Source excerpt:
** Begin **
My sincerest apologies again to readers: I am extremely delayed with this review (as readers will note, this Monday review is going up on a Thursday—d’oh!). Like a good little port, I re-watched 1946’s It’s a Wonderful Life two or three weeks ago, when Audre, Ponty, and I agreed to review it and the 1951 Alistair Sim version of A Christmas Carol earlier in December. I was writing and editing like the wind to get most everything done before departing for a pre-Christmas trip to Arizona (more on that in a separate post), but didn’t quite manage to get it all done.
As I’ll detail in another post, I spent the first quarter of Christmas Day driving from western Kentucky down through Nashville, Chattanooga, Atlanta, and Augusta, before finally reaching my parents’ home in western South Carolina. I’d managed to get posts done through Christmas, thanks to a delayed connecting flight in Minneapolis, but was unable to get much more writing done beyond that. Christmas Eve saw me convoying to Kentucky from my older brother’s home in Indianapolis; I spent a frosty Christmas Eve with his in-laws on their farm, before setting out early Christmas morn along the route delineated above.
That’s all to say that, despite my chubbiest efforts, I was not able to get everything done. Facing the prospect of writing this review late on Christmas night, I put it off, hoping I’d knock it out Monday evening—to no avail.
But I digress—enough excuses. What about the film?
Like Audre, Ponty, and many of the kind readers and commenters these past few days, I have a personal connection with this film, one that conjures up warm memories of past Christmases, and especially my late paternal grandfather, who was very much a product of the era that produced this film—the Greatest Generation.
The first time I saw it (and, if I am honest, the last time I watched it in its entirety) I was probably around six- or seven-years old. It was Christmas night at my paternal grandparents’ home sometime in the early 1990s. My grandfather and several of my cousins and I started watching the film, which—unbeknownst to L’il Portly—is quite long.
My parents—always conscious about conserving gas and cutting down on unnecessary trips—improbably (to my young mind) allowed me to stay to finish the film while they took my two brothers home. At the time we lived way on the other side of town, out in the country, and the drive was not a short one. My parents must have known how much I was enjoying the film and the time with my Papa, and let me stay. I was on the floor on my belly watching with rapt attention, and loved every minute of it, although I’d forgotten large chunks of the movie over the span of three decades.
One last personal note before getting into the meat of the review: I vividly remember my parents making me take a bath that night. I was exhausted—it was quite late by the time I got home, and I was and am one of those people who gets very grumpy if he doesn’t get to bed early enough, or doesn’t get enough sleep—but Mom insisted I get a bath before bed. They may have made an exception by letting me stay to finish the film, but Mom was and is a firm believer in a good bath before bedtime.
As for the film, I was struck by how much I had forgotten. I remembered the parts with Clarence, the wingless angel, but that really only makes up the last twenty or thirty minutes of the film. Most of the flick is George Bailey giving inspirational speeches in his endearing stammer about keeping the Building & Loan open, and seeing his dreams of world travel crushed again and again.
It makes sense that the angel parts stuck out to me as a child. The rest of the film resonates with me much more as a man nearing middle age, as I could relate with George’s frustrations, as well as his moments of joy and triumph.
** End **
Exercise task: In one to three sentences, explain why, according to the review, most of the film resonates with the writer more now than it did in childhood. The records are separate material with no connection to the review.

(Dataset excerpt)
** Begin **
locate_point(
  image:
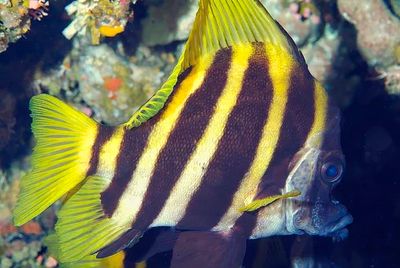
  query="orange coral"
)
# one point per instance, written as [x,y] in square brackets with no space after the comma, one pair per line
[112,85]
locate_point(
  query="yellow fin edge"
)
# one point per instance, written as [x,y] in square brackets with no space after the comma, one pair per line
[259,203]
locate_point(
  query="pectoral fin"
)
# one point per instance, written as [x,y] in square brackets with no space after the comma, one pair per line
[259,203]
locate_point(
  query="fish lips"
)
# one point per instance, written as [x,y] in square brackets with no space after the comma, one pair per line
[307,221]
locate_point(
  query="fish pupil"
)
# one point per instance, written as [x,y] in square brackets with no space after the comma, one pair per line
[332,171]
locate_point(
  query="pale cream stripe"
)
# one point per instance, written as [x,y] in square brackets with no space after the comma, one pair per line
[280,66]
[192,175]
[316,134]
[133,196]
[108,155]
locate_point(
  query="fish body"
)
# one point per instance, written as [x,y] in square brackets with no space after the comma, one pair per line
[240,142]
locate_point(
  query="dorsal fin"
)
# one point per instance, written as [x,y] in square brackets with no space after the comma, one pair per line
[218,24]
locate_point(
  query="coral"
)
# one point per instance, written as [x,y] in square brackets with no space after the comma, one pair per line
[94,19]
[112,91]
[378,31]
[378,37]
[19,247]
[160,27]
[14,22]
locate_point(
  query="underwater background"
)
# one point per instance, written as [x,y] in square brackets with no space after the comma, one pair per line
[352,46]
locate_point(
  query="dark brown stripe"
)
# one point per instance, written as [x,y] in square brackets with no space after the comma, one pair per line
[133,144]
[236,149]
[183,138]
[103,135]
[331,138]
[296,125]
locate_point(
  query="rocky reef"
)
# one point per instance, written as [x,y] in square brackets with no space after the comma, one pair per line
[107,57]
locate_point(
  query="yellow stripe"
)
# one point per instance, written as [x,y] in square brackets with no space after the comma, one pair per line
[321,104]
[192,175]
[133,196]
[108,154]
[280,66]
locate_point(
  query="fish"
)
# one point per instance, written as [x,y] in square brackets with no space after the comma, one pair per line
[241,142]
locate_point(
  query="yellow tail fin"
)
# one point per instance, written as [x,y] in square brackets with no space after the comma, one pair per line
[61,157]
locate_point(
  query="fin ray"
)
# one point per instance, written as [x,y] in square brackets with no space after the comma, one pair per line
[82,228]
[64,139]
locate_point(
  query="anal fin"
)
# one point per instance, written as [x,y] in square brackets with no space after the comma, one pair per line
[82,228]
[127,240]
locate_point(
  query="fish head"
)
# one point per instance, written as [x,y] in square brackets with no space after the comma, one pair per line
[315,171]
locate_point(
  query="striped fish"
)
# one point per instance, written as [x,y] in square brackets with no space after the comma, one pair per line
[240,142]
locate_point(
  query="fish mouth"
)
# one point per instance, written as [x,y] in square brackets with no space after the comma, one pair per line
[334,228]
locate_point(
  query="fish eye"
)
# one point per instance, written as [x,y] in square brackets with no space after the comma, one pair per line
[332,171]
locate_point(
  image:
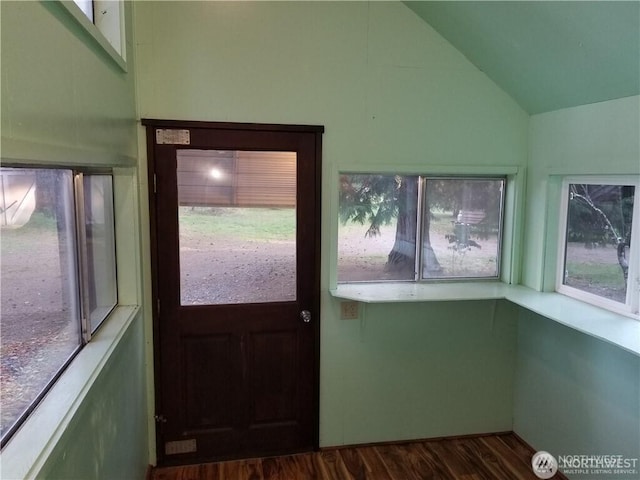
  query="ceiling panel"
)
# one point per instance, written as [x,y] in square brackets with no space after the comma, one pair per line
[546,54]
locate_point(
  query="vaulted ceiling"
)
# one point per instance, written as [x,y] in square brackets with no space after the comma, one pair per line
[546,54]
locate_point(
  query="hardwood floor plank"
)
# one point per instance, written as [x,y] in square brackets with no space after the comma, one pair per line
[438,468]
[518,466]
[354,464]
[468,455]
[446,454]
[374,465]
[331,461]
[394,458]
[271,469]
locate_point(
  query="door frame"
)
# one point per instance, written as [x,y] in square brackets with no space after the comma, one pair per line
[151,126]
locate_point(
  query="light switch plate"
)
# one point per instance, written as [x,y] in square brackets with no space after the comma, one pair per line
[349,310]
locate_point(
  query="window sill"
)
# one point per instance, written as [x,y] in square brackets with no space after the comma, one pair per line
[26,453]
[611,327]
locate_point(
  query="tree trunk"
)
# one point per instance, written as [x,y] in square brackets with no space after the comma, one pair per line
[403,254]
** End **
Answer to this problem: As a man nearing middle age, the writer can now relate to George Bailey's frustrations as well as to his moments of joy and triumph. That is why the rest of the film, beyond the angel parts that stood out in childhood, means more now.